* [REQUIRED TASK] Reproduce every line of the material below word for word, omitting the pictures.

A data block
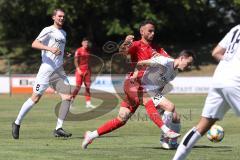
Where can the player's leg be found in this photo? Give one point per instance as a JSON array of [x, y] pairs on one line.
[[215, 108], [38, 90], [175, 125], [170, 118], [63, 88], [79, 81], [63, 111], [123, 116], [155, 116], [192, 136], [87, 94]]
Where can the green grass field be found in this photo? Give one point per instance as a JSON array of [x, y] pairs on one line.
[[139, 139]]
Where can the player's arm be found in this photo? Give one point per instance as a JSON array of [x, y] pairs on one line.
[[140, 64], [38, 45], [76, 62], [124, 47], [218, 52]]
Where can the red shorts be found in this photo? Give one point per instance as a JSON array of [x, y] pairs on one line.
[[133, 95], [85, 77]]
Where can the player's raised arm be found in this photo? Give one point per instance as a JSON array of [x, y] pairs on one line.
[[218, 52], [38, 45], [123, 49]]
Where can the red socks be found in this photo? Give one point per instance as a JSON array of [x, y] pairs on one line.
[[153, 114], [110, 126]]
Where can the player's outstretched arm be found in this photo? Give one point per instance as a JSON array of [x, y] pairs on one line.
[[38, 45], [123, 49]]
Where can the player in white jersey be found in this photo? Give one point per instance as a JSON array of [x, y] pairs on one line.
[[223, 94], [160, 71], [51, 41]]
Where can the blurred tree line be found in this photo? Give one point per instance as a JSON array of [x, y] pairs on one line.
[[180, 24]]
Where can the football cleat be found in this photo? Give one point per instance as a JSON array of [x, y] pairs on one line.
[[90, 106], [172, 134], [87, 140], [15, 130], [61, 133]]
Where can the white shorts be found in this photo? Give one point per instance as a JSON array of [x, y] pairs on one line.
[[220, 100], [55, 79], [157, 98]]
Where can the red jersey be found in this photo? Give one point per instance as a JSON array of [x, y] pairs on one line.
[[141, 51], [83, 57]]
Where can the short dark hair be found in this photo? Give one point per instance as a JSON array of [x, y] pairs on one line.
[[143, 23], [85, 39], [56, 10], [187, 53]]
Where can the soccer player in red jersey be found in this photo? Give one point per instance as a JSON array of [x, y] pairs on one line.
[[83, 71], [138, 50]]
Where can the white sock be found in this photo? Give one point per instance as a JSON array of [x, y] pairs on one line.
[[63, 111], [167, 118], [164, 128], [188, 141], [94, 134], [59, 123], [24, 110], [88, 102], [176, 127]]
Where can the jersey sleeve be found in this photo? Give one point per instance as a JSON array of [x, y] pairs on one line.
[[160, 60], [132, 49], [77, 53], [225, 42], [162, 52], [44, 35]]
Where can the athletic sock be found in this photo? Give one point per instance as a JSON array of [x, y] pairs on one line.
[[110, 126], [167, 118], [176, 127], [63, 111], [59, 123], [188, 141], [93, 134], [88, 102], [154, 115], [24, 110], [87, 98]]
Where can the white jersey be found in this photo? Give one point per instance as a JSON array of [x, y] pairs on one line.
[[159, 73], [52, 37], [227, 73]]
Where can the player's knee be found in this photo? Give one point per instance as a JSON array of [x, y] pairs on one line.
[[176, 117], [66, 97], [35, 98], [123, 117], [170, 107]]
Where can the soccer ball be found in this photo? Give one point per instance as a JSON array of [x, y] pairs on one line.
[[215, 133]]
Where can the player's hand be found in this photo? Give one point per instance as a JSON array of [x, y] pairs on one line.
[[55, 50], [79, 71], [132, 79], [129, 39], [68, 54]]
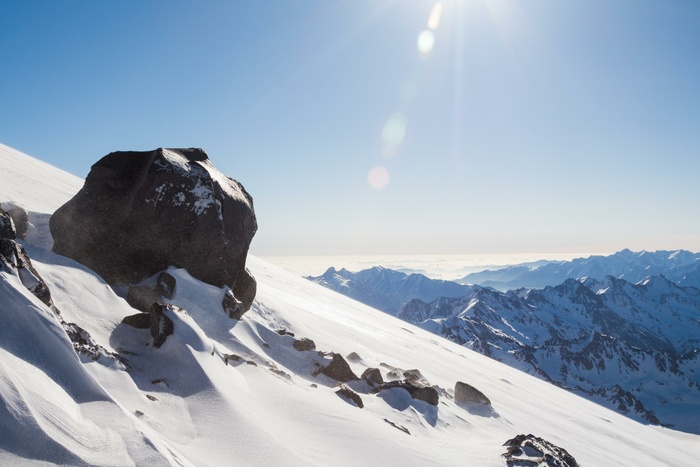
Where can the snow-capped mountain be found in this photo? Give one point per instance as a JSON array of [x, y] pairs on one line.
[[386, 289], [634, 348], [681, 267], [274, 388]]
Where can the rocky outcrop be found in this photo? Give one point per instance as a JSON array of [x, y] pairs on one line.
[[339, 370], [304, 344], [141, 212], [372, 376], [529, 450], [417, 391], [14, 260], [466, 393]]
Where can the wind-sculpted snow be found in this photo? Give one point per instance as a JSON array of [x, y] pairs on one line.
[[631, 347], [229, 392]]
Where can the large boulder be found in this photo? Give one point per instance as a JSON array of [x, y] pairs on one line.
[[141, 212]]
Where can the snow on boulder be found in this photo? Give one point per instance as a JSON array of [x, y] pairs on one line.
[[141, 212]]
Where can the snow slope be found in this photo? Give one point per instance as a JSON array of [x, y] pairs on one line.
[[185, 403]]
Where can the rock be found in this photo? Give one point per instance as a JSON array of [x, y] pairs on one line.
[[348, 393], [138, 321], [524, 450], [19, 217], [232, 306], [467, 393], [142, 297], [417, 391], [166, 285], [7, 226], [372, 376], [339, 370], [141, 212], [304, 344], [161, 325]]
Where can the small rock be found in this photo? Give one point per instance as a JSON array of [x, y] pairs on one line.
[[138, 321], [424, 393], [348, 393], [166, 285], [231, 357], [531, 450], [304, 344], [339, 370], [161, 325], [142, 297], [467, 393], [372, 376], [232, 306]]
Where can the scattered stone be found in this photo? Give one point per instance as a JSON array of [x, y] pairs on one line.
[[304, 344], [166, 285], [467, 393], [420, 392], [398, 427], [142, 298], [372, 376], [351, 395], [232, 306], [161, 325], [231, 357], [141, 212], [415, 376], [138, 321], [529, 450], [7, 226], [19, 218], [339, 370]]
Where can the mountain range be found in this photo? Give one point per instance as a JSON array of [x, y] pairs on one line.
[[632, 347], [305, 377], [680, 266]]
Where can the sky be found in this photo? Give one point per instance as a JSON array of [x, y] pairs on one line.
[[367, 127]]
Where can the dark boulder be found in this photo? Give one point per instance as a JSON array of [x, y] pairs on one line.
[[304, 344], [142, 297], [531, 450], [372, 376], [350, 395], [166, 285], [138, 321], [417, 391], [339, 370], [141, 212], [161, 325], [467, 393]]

* [RESULT FOR THIS TASK]
Where can the player's leg be found in this photo? Give one point per instance as a JSON array of [x, y] pairs on one line.
[[215, 108], [38, 90], [175, 125], [170, 118], [63, 88], [79, 81], [63, 111], [123, 116], [155, 116], [192, 136], [87, 94]]
Where can the green grass field be found in this photo? Give one point per instance as a JSON array of [x, y] pairs on one line.
[[139, 139]]
Where can the player's arm be found in this photo? Give one point per instance as a JSON array of [x, y] pairs on one line.
[[140, 64], [38, 45], [76, 62], [124, 47], [218, 52]]
Where can the red shorts be found in this photo? Give one point per instance as a JSON array of [x, y] pairs on one line.
[[133, 95], [85, 77]]
Where can the player's raised arm be found in this photo? Give one point per instance as a JSON array of [x, y] pairs on one line.
[[218, 52], [38, 45], [123, 49]]
Where can the red socks be found in this photo? Give one point per instance as a JSON array of [x, y] pairs on one line.
[[153, 114], [110, 126]]
Where can the player's outstretched arm be found in this photo? Give one point per instance as a JSON array of [x, y] pairs on one line.
[[38, 45], [123, 49]]
Where can the player in white jersey be found in this photo? Give one point per instance as a JSON array of [x, y] pairs on one line.
[[223, 94], [160, 71], [51, 41]]
Where can the blurred tree line be found in this photo? Give one point per instance as a JSON array of [x, y] pairs on one line.
[[180, 24]]
Where can the football cleat be found in this photo? Give one point per instance as a JSON array of [x, y] pairs on one line.
[[90, 106], [172, 134], [87, 140], [15, 130], [61, 133]]
Where can the white shorts be found in this photo? Give one point per instance as a JSON array of [x, y] pairs on one line.
[[220, 100], [55, 79], [157, 98]]
Where can the red jersey be found in this photo? Give one point per instance as a JSON array of [x, y] pairs on one line.
[[141, 51], [83, 57]]
Where can the short dark hair be found in this photo? Give one point per instance as a JSON array of [x, y] pairs on one line.
[[143, 23], [85, 39], [56, 10], [187, 53]]
Where can the soccer player in red jersey be found in this photo? Give one point per instance as a JSON array of [x, y] pairs on one line.
[[83, 71], [138, 50]]
Where can the white sock be found in this photo? Give one point per instance as a JSON array of [x, y] pairs on one line.
[[63, 111], [167, 118], [164, 128], [188, 141], [94, 134], [59, 123], [24, 110], [88, 102], [176, 127]]
Where can the jersey sleeve be found in this photo? Give one point per instance as a JSON array of [x, y] pairs on one line.
[[160, 60], [132, 49], [77, 53], [225, 42], [162, 52], [44, 35]]
Where can the athletic sock be found in this photo? Give one point per instance as a JSON array of [x, y] pairs on one line.
[[110, 126], [167, 118], [176, 127], [63, 111], [59, 123], [188, 141], [93, 134], [88, 102], [154, 115], [24, 110], [87, 98]]
Where can the white jersey be found in this photo? Give one point per instance as a JSON array of [x, y] pairs on one line.
[[159, 73], [52, 37], [227, 73]]
Where can the player's knee be found in this photo? Give one point per instance as a JSON array of [x, y] pairs on one line.
[[176, 117], [66, 97], [35, 98], [123, 117], [170, 107]]
Where can the soccer ball be found in this photo? Give one point per instance as a JSON array of [x, y] pairs on one line.
[[215, 133]]
Where can the player's hand be found in this photo? Give one point per instance as a JSON array of [x, y] pairs on one line.
[[55, 50], [79, 71], [132, 79], [129, 39], [68, 54]]
Where can the snow-capped mountain be found in this photo? Give one point per instance as a JSON array of [x, y] pairs on one line.
[[386, 289], [634, 348], [681, 267], [274, 388]]
Where can the rocky outcrop be found in this photo? Give one point per instance as a JSON array of [x, y] pairs on one line.
[[339, 370], [304, 344], [141, 212], [372, 376], [529, 450], [417, 391], [14, 260], [466, 393]]
Where can the wind-sculpted snow be found in this photo? Give one point per instance as a JSON array of [x, y] pairs on one line.
[[631, 347], [229, 392]]
Where can the large boulder be found in this photo? Give one point per instance as a JSON array of [x, y] pairs on one line.
[[141, 212]]
Where can the snow on boulder be found in this photo? Give one point per instance as a JSON array of [x, y] pairs on one line.
[[141, 212]]
Where can the snow slope be found in this photo? Give one point per instance as a JSON array of [x, y] pairs on one line.
[[185, 403]]
Where can the rock be found in this photo? Give one point per instance as a JSON array of [x, y] pairs on one line.
[[348, 393], [138, 321], [524, 450], [19, 217], [232, 306], [467, 393], [142, 297], [417, 391], [166, 285], [7, 226], [372, 376], [339, 370], [141, 212], [304, 344], [161, 325]]
Where can the small rock be found in this photo? Give one point per instance as a JSON array of [x, y] pairs on one line.
[[138, 321], [424, 393], [348, 393], [166, 285], [231, 357], [531, 450], [304, 344], [339, 370], [161, 325], [142, 297], [467, 393], [372, 376], [232, 306]]
Where can the scattered stone be found in this photo? Give one point per instance as a JSON array of [x, y] pairs on one line.
[[304, 344], [166, 285], [467, 393], [420, 392], [398, 427], [142, 298], [372, 376], [351, 395], [232, 306], [161, 325], [231, 357], [141, 212], [415, 376], [138, 321], [529, 450], [7, 226], [19, 218], [339, 370]]
Where can the mountain range be found in this photo? Give one point per instance as a JSON array of [x, y] pairs on one line.
[[632, 347], [305, 377], [680, 266]]
Where can the sky be found in this photo? Give one point per instance as a JSON array of [x, y] pairs on one line.
[[367, 127]]
Where can the dark boulder be found in this photo? Give one point per instance as a JSON array of [x, y] pairs on one line.
[[304, 344], [142, 297], [531, 450], [372, 376], [350, 395], [166, 285], [138, 321], [417, 391], [339, 370], [141, 212], [161, 325], [467, 393]]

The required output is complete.